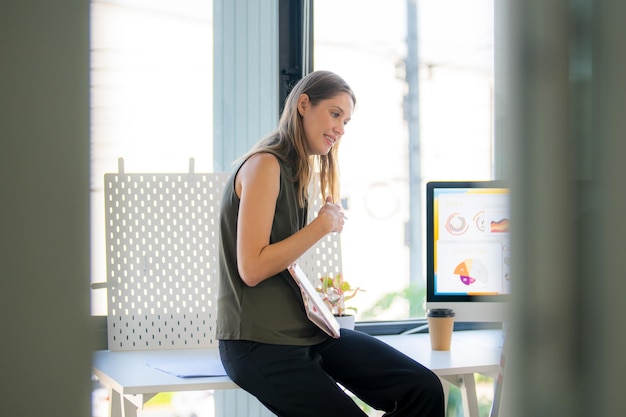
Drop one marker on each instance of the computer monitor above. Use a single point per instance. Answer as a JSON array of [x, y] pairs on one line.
[[468, 251]]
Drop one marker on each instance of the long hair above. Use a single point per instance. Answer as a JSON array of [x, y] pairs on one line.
[[288, 142]]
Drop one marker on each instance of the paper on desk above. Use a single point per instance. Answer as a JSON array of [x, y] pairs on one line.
[[188, 367]]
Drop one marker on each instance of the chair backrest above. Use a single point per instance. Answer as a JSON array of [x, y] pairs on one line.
[[162, 249], [162, 259]]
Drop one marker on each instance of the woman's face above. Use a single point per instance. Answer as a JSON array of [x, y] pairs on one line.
[[324, 123]]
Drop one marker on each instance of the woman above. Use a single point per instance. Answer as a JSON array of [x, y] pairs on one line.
[[267, 344]]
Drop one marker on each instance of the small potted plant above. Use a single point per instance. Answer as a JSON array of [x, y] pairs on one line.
[[335, 291]]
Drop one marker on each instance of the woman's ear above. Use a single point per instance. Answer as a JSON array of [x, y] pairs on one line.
[[303, 103]]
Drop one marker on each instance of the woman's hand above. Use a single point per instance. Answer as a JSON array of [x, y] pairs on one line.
[[332, 216]]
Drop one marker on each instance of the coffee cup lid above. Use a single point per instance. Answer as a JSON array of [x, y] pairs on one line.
[[441, 312]]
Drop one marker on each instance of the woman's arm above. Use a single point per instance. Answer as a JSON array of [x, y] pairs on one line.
[[257, 185]]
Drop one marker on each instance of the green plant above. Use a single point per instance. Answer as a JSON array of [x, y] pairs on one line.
[[335, 291]]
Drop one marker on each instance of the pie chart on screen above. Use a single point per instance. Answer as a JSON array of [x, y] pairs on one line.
[[472, 272]]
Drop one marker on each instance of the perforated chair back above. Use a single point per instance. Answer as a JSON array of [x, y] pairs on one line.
[[162, 259], [162, 248]]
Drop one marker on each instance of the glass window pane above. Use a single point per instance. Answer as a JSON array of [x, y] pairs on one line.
[[365, 41], [151, 97]]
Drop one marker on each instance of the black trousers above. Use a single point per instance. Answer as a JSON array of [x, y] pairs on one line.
[[301, 381]]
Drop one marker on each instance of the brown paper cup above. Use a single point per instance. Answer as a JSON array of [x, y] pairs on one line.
[[440, 329]]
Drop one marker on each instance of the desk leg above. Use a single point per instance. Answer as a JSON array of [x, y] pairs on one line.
[[467, 383], [446, 391], [467, 386], [120, 406]]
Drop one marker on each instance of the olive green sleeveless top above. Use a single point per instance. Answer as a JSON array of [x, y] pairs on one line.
[[273, 311]]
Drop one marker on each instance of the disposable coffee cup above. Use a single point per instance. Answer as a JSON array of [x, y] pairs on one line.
[[440, 326]]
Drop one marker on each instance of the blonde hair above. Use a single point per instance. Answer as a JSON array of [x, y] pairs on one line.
[[288, 142]]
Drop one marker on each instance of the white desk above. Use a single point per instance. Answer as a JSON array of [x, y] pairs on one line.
[[131, 382]]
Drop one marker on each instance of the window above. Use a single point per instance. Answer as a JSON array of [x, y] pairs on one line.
[[367, 42], [151, 92]]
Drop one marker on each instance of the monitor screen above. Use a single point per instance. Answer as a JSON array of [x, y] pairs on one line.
[[468, 255]]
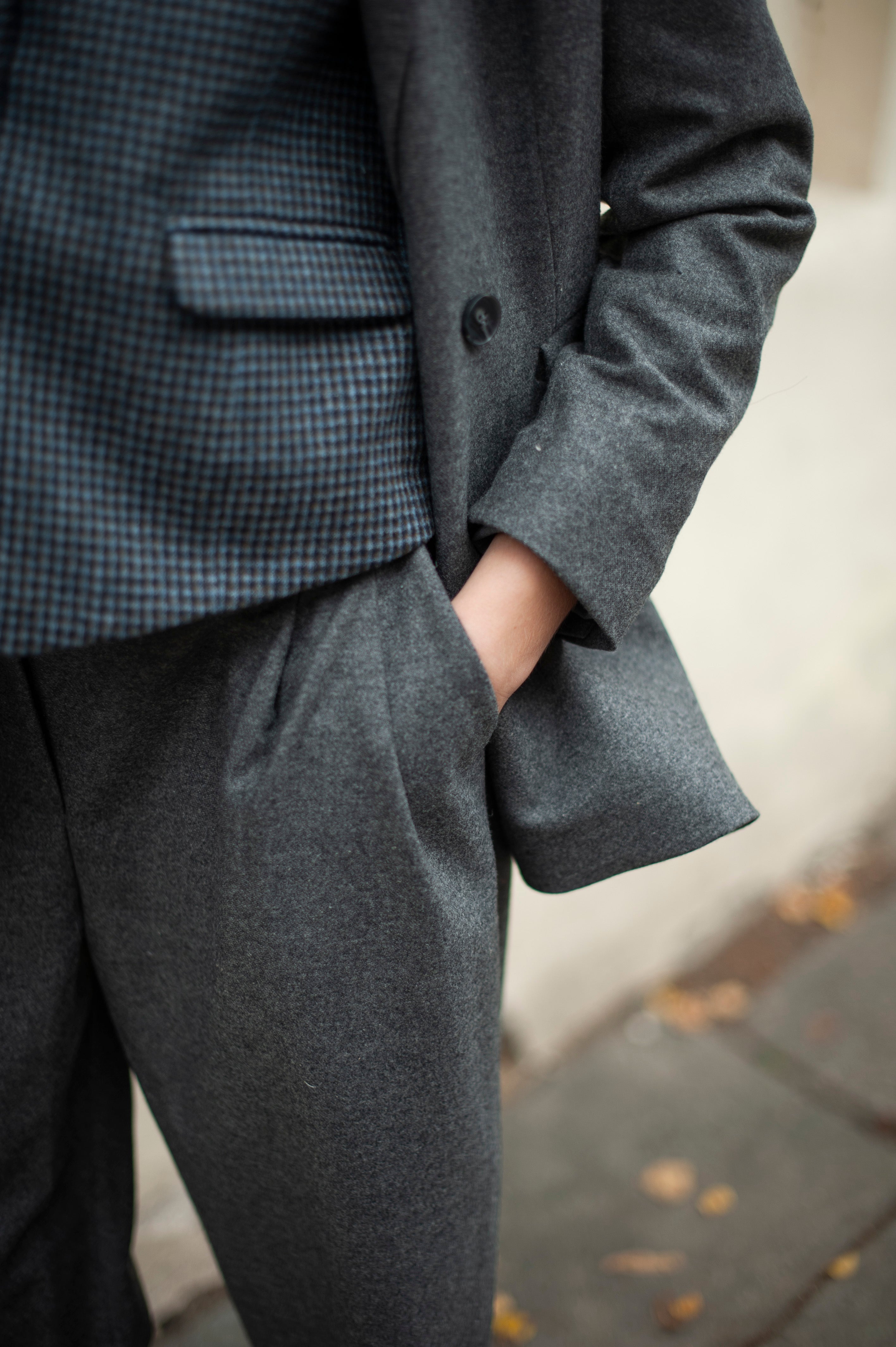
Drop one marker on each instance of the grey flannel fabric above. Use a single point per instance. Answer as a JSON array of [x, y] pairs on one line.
[[207, 359], [262, 841]]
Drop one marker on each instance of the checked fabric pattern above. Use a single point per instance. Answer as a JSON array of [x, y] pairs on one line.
[[207, 355]]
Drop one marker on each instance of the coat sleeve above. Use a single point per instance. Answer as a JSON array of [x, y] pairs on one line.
[[706, 151]]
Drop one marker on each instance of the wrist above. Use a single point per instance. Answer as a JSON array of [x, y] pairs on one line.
[[511, 607]]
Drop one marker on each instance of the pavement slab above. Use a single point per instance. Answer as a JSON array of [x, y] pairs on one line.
[[575, 1148], [860, 1313], [836, 1012]]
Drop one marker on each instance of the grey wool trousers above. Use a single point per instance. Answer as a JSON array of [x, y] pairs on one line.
[[252, 860]]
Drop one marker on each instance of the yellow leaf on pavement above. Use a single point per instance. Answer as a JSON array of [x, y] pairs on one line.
[[835, 908], [669, 1181], [795, 904], [727, 1000], [673, 1313], [684, 1011], [844, 1267], [716, 1201], [508, 1323]]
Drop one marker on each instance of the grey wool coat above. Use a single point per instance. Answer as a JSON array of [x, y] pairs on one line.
[[152, 398], [626, 356]]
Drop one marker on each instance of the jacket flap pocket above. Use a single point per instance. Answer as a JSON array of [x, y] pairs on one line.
[[258, 269]]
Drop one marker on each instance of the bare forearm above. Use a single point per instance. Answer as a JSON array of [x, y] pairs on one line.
[[511, 607]]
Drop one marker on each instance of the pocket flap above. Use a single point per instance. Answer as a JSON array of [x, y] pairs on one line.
[[259, 269]]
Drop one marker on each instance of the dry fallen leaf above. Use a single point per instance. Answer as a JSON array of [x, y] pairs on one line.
[[669, 1181], [844, 1267], [643, 1263], [684, 1011], [835, 908], [727, 1000], [508, 1323], [716, 1201], [795, 904], [832, 906], [673, 1313]]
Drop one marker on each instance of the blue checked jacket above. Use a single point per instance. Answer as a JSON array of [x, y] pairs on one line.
[[207, 355], [211, 394]]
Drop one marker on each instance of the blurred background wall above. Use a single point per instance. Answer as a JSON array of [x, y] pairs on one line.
[[781, 593]]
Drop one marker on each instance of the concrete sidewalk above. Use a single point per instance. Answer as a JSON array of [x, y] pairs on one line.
[[793, 1108]]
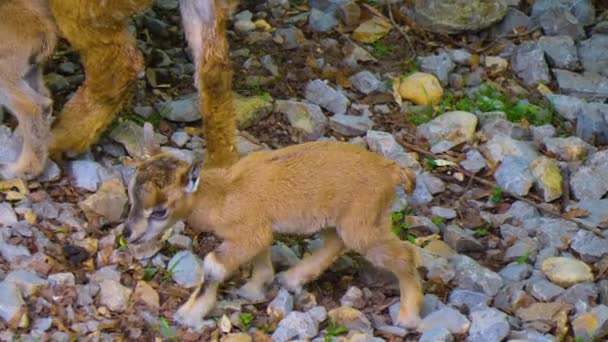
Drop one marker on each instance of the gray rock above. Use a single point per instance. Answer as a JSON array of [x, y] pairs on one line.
[[530, 65], [307, 118], [560, 50], [590, 180], [469, 300], [28, 282], [440, 65], [320, 21], [583, 10], [180, 138], [186, 269], [559, 21], [114, 295], [589, 247], [12, 306], [7, 214], [472, 276], [455, 16], [460, 241], [281, 305], [488, 325], [318, 313], [446, 213], [473, 161], [544, 290], [497, 148], [592, 123], [184, 109], [515, 272], [514, 175], [570, 148], [592, 326], [282, 256], [353, 298], [365, 82], [290, 37], [526, 246], [514, 19], [588, 86], [456, 127], [460, 56], [86, 174], [552, 232], [597, 211], [320, 93], [448, 318], [585, 292], [297, 325], [566, 106], [436, 335], [350, 125]]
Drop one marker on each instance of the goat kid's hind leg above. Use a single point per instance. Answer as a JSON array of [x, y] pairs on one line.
[[262, 274], [217, 267], [31, 109], [313, 265], [400, 258]]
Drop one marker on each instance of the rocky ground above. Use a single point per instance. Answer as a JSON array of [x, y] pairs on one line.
[[505, 125]]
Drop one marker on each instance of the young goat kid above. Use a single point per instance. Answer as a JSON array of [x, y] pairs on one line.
[[338, 189], [27, 38]]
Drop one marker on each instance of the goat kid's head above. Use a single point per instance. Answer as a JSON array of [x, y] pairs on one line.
[[160, 192]]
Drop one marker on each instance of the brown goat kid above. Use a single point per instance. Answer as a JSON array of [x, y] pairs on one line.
[[338, 189], [27, 38]]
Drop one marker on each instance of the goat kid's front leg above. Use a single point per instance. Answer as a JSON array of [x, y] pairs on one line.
[[204, 22], [217, 267]]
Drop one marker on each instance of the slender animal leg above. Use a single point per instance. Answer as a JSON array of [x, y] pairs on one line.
[[400, 258], [217, 266], [29, 107], [205, 27], [313, 265], [261, 275], [112, 62]]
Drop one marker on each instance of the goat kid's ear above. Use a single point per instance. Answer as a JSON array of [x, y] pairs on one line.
[[151, 148], [193, 178]]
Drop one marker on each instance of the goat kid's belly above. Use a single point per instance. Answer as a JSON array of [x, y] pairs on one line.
[[303, 226]]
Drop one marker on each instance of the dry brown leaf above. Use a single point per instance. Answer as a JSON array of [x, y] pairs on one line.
[[576, 212]]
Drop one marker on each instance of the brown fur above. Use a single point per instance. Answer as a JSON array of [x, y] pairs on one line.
[[27, 38], [112, 62], [337, 189]]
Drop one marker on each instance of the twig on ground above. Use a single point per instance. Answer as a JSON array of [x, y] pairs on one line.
[[492, 184]]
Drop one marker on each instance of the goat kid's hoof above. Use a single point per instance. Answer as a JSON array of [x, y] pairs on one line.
[[251, 293], [288, 282], [190, 319], [410, 322]]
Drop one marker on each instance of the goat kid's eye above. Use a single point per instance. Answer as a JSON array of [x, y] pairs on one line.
[[159, 214]]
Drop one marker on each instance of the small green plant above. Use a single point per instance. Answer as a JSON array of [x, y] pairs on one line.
[[524, 258], [399, 224], [381, 49], [246, 318], [481, 232], [121, 242], [171, 271], [149, 273], [438, 221], [496, 195], [412, 239], [333, 330], [165, 329], [431, 164]]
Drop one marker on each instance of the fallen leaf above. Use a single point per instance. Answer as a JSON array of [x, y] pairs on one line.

• [Goal]
Output everything from the line containing "Drop one marker on each instance of the paper" down to the line containing "[[188, 367]]", both included, as a numbered list with any blank lines left out.

• [Task result]
1. Drop one marker on each instance of the paper on desk above. Use a single point per instance. Answer as a JSON array of [x, y] pairs on one line.
2. [[188, 367]]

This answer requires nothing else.